Supplied records below:

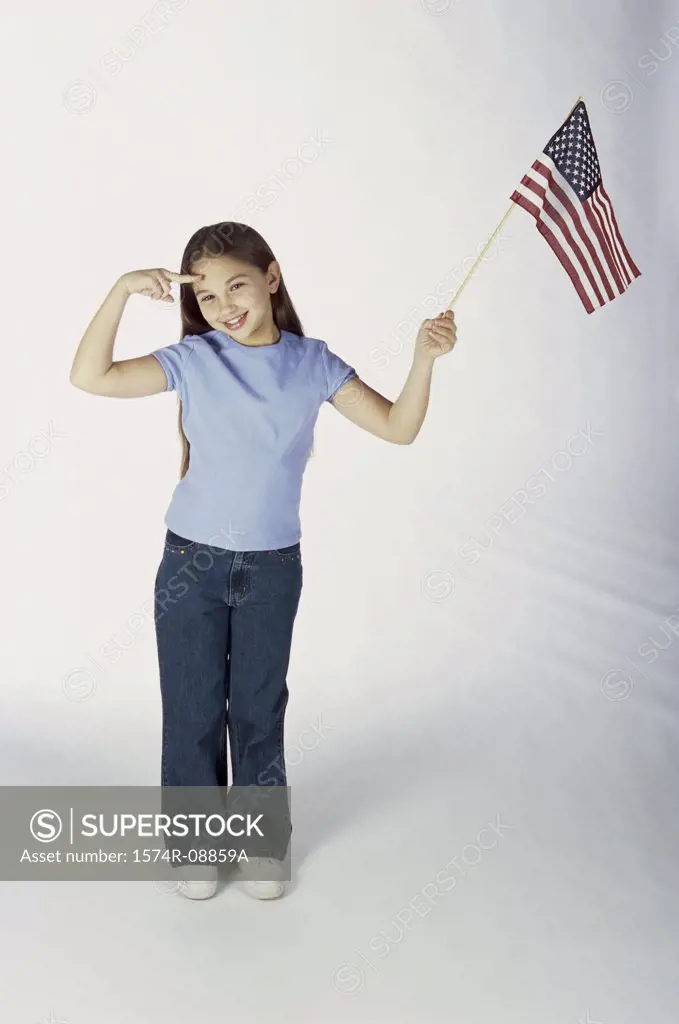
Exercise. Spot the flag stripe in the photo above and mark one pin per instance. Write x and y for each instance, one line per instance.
(561, 189)
(552, 241)
(559, 221)
(634, 270)
(604, 245)
(602, 216)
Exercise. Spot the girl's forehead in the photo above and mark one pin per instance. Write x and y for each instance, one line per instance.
(218, 268)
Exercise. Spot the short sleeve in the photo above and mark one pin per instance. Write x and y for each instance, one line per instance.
(336, 372)
(173, 359)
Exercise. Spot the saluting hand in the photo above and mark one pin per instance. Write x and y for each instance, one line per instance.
(157, 284)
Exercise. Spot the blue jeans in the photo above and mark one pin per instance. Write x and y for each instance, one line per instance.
(223, 626)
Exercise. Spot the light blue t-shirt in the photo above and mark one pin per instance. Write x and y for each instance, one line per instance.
(249, 415)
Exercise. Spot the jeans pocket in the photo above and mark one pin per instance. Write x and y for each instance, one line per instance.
(178, 545)
(289, 554)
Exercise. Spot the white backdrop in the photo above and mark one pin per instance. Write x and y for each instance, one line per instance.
(466, 659)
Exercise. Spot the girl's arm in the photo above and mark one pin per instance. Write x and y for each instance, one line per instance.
(93, 369)
(399, 421)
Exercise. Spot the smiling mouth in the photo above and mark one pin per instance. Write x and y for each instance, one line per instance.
(234, 325)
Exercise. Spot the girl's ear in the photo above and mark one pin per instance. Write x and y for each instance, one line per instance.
(273, 275)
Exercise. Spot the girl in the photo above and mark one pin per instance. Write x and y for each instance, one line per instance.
(250, 386)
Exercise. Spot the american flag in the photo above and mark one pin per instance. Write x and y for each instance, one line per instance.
(564, 193)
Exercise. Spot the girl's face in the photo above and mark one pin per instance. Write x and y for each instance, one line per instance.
(236, 298)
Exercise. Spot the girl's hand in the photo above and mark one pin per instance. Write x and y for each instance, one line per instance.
(437, 336)
(157, 283)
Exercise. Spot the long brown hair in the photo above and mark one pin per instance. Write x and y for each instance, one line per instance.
(244, 243)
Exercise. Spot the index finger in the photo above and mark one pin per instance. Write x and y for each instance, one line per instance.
(183, 279)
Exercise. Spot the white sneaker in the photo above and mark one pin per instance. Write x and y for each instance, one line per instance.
(271, 885)
(201, 883)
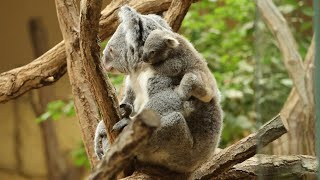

End of Supplied records.

*What you have to do*:
Please repeat, exactly and with nothing else, the lines from the one containing "Exercise. Spot the index" to the last line of the entries, both included, excluding any pictures.

*Output of the exercise*:
Exercise. Spot the index finger in the photo above and mark one pin per instance. Write x and y for each instance, one line per instance.
(183, 279)
Exercise. Spot the white sneaker in the photo above and mark one pin per instance. Write x and y for each instance, one line per instance.
(271, 885)
(201, 883)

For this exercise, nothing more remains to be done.